Rewrite the items below, replacing each "a dot for each instance" with "one dot per instance" and leaving everything else unchanged.
** begin Provided data **
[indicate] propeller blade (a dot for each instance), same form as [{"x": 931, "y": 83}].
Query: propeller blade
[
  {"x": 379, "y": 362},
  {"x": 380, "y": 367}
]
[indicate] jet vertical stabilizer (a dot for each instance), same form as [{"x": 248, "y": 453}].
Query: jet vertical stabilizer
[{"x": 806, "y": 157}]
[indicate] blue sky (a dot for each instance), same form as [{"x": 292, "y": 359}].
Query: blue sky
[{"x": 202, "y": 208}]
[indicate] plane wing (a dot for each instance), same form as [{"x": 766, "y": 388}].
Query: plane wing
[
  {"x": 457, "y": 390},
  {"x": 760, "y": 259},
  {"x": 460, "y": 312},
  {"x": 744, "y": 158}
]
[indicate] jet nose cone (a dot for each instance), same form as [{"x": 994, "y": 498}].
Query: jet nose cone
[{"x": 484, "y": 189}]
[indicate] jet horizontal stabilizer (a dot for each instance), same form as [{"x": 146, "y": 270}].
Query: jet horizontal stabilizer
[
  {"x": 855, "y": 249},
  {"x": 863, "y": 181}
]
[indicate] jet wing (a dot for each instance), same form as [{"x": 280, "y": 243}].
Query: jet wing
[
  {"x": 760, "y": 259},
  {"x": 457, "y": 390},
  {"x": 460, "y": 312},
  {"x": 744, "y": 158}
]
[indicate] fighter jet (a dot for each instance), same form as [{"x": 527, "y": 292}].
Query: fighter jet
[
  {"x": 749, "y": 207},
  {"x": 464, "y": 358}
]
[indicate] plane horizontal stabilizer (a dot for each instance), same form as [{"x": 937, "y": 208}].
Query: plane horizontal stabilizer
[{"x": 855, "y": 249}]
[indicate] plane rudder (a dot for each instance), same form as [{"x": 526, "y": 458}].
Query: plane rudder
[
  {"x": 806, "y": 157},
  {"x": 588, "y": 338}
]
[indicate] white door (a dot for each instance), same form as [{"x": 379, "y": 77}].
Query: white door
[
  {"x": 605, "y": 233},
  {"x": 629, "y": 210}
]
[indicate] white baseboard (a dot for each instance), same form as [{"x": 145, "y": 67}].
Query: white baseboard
** end Provided data **
• Result for this exercise:
[indicate] propeller blade (one dot per instance), same form as [{"x": 931, "y": 83}].
Query: propeller blade
[
  {"x": 379, "y": 362},
  {"x": 380, "y": 367}
]
[indicate] jet vertical stabilizer (one dot per instance), same form as [{"x": 248, "y": 453}].
Query: jet vertical stabilizer
[{"x": 806, "y": 157}]
[indicate] blue sky (one dot per instance), same form as [{"x": 292, "y": 359}].
Query: blue sky
[{"x": 202, "y": 208}]
[indicate] plane wing (one dot per instance), same form as [{"x": 766, "y": 388}].
Query: plane wing
[
  {"x": 457, "y": 390},
  {"x": 760, "y": 259},
  {"x": 460, "y": 312},
  {"x": 744, "y": 158}
]
[indicate] jet nose cone (one dot per instance), same form as [{"x": 994, "y": 498}].
Query: jet nose cone
[{"x": 484, "y": 189}]
[indicate] jet horizontal stabilizer (one dot per instance), same form as [{"x": 146, "y": 270}].
Query: jet horizontal stabilizer
[
  {"x": 855, "y": 249},
  {"x": 863, "y": 181}
]
[indicate] jet wing (one dot per instance), same form as [{"x": 280, "y": 243}].
Query: jet wing
[
  {"x": 760, "y": 259},
  {"x": 457, "y": 390},
  {"x": 460, "y": 312},
  {"x": 744, "y": 158}
]
[indicate] fighter jet (one dot per instance), same form as [{"x": 527, "y": 292}].
Query: fighter jet
[
  {"x": 749, "y": 207},
  {"x": 464, "y": 358}
]
[indicate] plane horizontal stabilizer (one dot per instance), same form as [{"x": 937, "y": 208}].
Query: plane horizontal stabilizer
[{"x": 855, "y": 249}]
[indicate] plane rudder (one dot per instance), same form as [{"x": 526, "y": 458}].
Query: plane rudder
[
  {"x": 806, "y": 157},
  {"x": 588, "y": 338}
]
[indicate] white door (one dot per instance), same form as [{"x": 379, "y": 77}].
Query: white door
[
  {"x": 605, "y": 233},
  {"x": 629, "y": 210}
]
[indicate] white baseboard (one dot per instance), same form as [{"x": 145, "y": 67}].
Query: white baseboard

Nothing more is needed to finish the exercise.